| PROBLEM |
Write the data out again exactly, dropping any images it holds.

(Photo object pointing records)
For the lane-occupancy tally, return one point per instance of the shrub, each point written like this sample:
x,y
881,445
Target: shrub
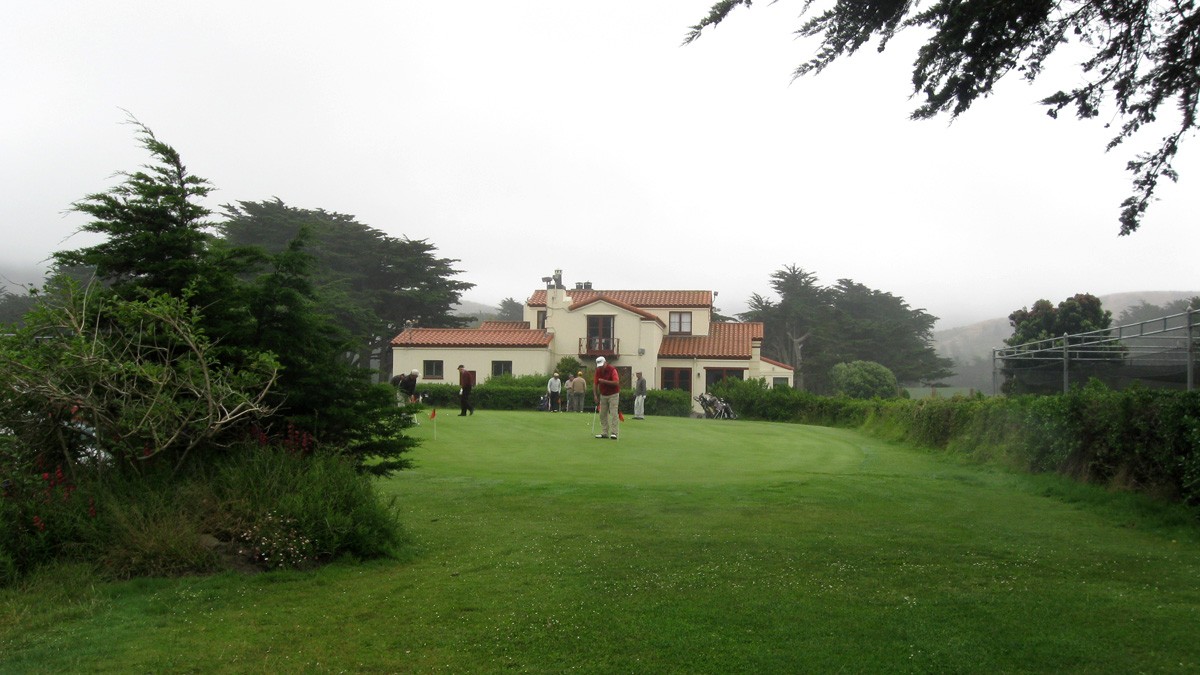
x,y
864,380
264,506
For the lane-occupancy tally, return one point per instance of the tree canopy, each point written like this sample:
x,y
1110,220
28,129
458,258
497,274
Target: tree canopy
x,y
372,284
257,303
1081,312
1143,57
811,328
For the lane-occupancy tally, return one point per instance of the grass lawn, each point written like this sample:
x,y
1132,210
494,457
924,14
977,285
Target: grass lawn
x,y
689,545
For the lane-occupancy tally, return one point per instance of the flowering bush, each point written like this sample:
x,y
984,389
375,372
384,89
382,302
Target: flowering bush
x,y
276,542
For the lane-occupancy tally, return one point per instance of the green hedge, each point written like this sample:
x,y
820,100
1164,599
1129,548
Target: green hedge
x,y
1137,438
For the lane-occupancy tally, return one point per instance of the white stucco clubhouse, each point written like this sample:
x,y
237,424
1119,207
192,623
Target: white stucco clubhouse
x,y
667,335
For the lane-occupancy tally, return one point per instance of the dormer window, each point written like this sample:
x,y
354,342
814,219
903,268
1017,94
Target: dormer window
x,y
681,323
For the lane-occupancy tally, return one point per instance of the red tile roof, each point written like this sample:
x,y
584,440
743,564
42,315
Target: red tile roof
x,y
635,298
724,341
472,338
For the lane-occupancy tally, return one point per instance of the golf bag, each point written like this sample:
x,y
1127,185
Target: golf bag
x,y
714,407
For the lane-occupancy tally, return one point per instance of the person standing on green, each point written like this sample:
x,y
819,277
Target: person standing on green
x,y
606,394
640,396
466,383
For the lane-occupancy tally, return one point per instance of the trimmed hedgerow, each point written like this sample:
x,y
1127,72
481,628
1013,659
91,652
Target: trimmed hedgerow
x,y
1137,438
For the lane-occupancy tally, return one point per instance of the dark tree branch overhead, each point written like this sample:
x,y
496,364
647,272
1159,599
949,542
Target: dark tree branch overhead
x,y
1144,54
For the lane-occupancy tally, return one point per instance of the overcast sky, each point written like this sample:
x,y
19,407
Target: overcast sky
x,y
526,137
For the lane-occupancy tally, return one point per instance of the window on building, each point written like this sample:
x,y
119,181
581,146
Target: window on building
x,y
681,323
433,370
600,333
625,376
677,378
714,375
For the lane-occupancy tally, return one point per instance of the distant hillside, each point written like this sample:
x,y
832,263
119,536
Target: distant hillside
x,y
971,346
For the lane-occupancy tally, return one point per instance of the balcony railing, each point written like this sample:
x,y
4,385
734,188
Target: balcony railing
x,y
599,346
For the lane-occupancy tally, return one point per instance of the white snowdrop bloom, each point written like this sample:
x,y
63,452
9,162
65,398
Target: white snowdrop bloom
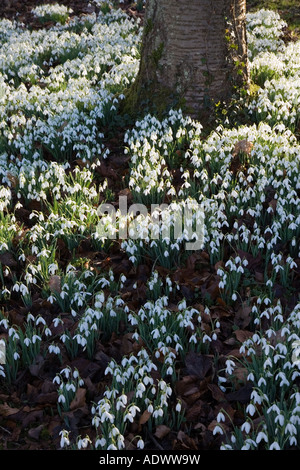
x,y
261,436
251,410
246,427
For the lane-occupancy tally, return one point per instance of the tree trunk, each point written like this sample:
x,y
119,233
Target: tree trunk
x,y
194,54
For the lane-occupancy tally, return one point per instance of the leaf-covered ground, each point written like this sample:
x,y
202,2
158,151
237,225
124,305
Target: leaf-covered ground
x,y
132,343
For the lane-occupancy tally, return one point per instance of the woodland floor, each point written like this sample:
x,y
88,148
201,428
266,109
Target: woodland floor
x,y
28,410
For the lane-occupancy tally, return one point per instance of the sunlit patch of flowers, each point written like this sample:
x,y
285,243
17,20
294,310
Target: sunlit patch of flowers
x,y
116,409
68,382
272,416
264,29
59,93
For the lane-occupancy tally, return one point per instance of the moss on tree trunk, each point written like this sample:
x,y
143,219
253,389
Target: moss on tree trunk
x,y
194,54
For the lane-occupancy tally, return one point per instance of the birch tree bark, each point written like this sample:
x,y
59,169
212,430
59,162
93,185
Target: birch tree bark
x,y
194,54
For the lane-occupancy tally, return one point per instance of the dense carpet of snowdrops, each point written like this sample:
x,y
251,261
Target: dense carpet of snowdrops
x,y
58,94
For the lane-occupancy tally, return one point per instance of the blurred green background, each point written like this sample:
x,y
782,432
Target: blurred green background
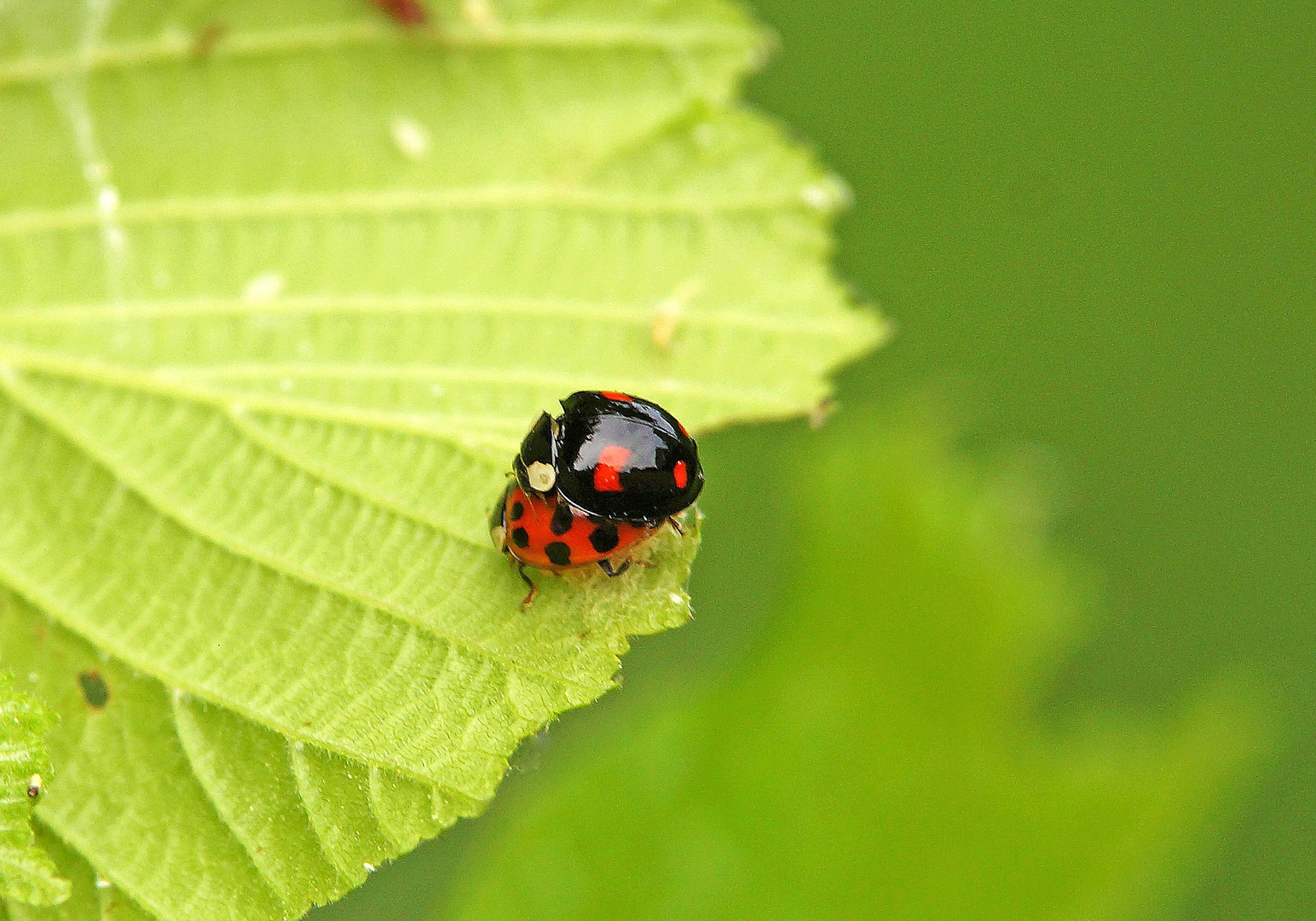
x,y
1094,227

| RESULT FOR THIS EXERCISE |
For the lane-occupancy tally, return one point per instance of the shrub, each point written like this sample:
x,y
881,445
Target: shrub
x,y
864,380
264,506
For the lane-occupancy tally, return one point per instance of the tree canopy, each point written like this sample:
x,y
1110,220
28,129
458,258
497,274
Target: tree canopy
x,y
372,284
257,303
1081,312
1143,57
811,328
For the lane-occupancy tally, return one point per instance of the grass lawn, each point written like this sample:
x,y
1132,210
494,457
924,14
977,285
Target: grass lawn
x,y
689,545
For the lane-occupancy tally, return one point per instance of the flowering bush, each point written like this sample:
x,y
984,389
375,372
384,89
382,302
Target: flowering bush
x,y
276,542
For the lane-occupancy tally, return one point per instance of the green hedge, each point written like this sample:
x,y
820,100
1164,599
1129,548
Target: green hedge
x,y
1137,438
For the lane-occupancy tally, return one point per instance of the white stucco clubhouse, each point written like this sample:
x,y
237,424
1119,207
192,623
Target: white stucco clubhouse
x,y
667,335
For the lane-occupancy tally, return one point per instance of the dormer window, each point written like this sample:
x,y
354,342
814,219
903,268
1017,94
Target: dormer window
x,y
681,323
For the lane-occupancy tally, return one point per instance of the red tile roof, each point written like this sample:
x,y
584,440
743,564
42,315
Target: red tile roof
x,y
635,298
724,341
472,338
For the lane-occupancy tally, return one point per instance of the golf bag, each point written like this sample:
x,y
1127,185
Target: golf bag
x,y
714,407
For the lane-occupancy tally, return one point per instance of the person standing on green, each point written like this sample:
x,y
819,277
Target: person standing on green
x,y
606,394
640,396
466,383
For the lane-occupancy tally, return one point per instance of the trimmed hedgerow, each point written like this sample:
x,y
1127,72
481,628
1013,659
91,652
Target: trimmed hedgerow
x,y
1137,438
For the lane-occupancy tally, return one point per instance of the dark tree branch overhead, each point written like this sample:
x,y
496,364
647,272
1159,599
949,542
Target: dark tree branch overhead
x,y
1144,54
For the lane-occupancy tally, return one point per instance of the overcast sky, each point written like this sample:
x,y
19,407
Target: overcast sky
x,y
526,137
For the lane-occupancy tally, return one point per instance of the window on building, each point written like this sample:
x,y
119,181
581,146
Target: window on building
x,y
681,323
433,370
600,333
625,376
677,378
714,375
For the lane-occupancy tally, return one point per instance of the distant hillside, each point written like this sample:
x,y
832,263
119,536
Target: distant hillside
x,y
971,346
For the lane-occupancy tally, return one point per instance of the balcony railing, each point written like this sample:
x,y
4,385
734,188
Target: balcony railing
x,y
599,346
For the lane-occupancy tally, return one point per instance of the white snowdrop bloom, each point written like this sample:
x,y
63,452
9,162
65,398
Target: white snowdrop bloom
x,y
261,436
251,410
246,427
For the lane-occupancy tally, return one point per instance of the tree trunk, each point written like this sample:
x,y
119,233
Target: tree trunk
x,y
194,54
For the lane-occupancy tally, return one point per instance of the leaf-covered ground, each point written like this sample:
x,y
202,2
158,151
237,225
124,305
Target: leaf-covered ground
x,y
132,343
For the lane-occupancy tally, return one point per instance of the woodland floor, each point written like this sample:
x,y
88,148
201,428
266,109
Target: woodland floor
x,y
28,410
For the lane-occupancy tally, return one point per instance of the sunlit patch of flowers, each point written like this sample:
x,y
285,243
17,20
294,310
Target: sunlit patch of flowers
x,y
116,409
68,382
272,416
264,29
59,93
For the lane-occupancy tally, return one point per instance of the moss on tree trunk, each point written like this sample:
x,y
143,219
253,389
Target: moss on tree trunk
x,y
194,54
For the lane-occupancy tally, return one point per instance of the birch tree bark, each point written like this sample:
x,y
59,169
212,430
59,162
93,185
Target: birch tree bark
x,y
194,54
For the lane-occupancy tally, return one point per instance of the dense carpet of snowdrops, each point written like this sample:
x,y
251,261
Target: dense carpet of snowdrops
x,y
58,94
For the lane-occupancy tally, return one point per instance of the blurred green background, each point written like this sample:
x,y
782,432
Target: blurred green background
x,y
1094,227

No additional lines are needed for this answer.